* **Given problem**
Rewrite the lines of the entries as a JSON list of strings, one string per line and no blank lines, starting at the line that contains "Provide the outline of every instance of the arched" and ending at the end of the entries.

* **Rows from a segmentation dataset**
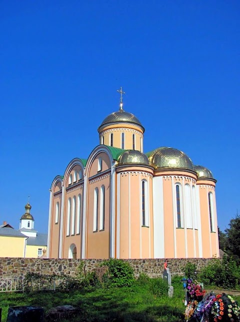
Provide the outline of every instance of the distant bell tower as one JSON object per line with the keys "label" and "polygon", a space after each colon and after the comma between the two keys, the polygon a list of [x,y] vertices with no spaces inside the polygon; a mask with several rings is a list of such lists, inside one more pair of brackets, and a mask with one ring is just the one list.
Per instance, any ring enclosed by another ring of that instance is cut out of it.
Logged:
{"label": "distant bell tower", "polygon": [[[34,228],[34,218],[30,213],[32,208],[31,205],[29,203],[29,197],[28,203],[25,206],[25,213],[22,215],[20,219],[20,230],[32,231]],[[30,234],[32,235],[32,234]]]}

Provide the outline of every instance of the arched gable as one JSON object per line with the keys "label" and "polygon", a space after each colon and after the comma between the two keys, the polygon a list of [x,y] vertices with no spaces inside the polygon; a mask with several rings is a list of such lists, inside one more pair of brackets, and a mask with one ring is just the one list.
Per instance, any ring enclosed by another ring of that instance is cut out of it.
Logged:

* **Written response**
[
  "Provide the outline of every instance of the arched gable as one JSON object per line with the keys \"label\" and \"polygon\", a space after each colon and after the comma between the two keys, the polygon a list of [x,y] vertices with no spaces inside the polygon; a mask with several rings is a list of such lists, inside one more pair of brackets, and a mask with one ring is just the one list.",
  "Per instance, any ring enclosed by another ring of that instance is cut out of it.",
  "Logged:"
]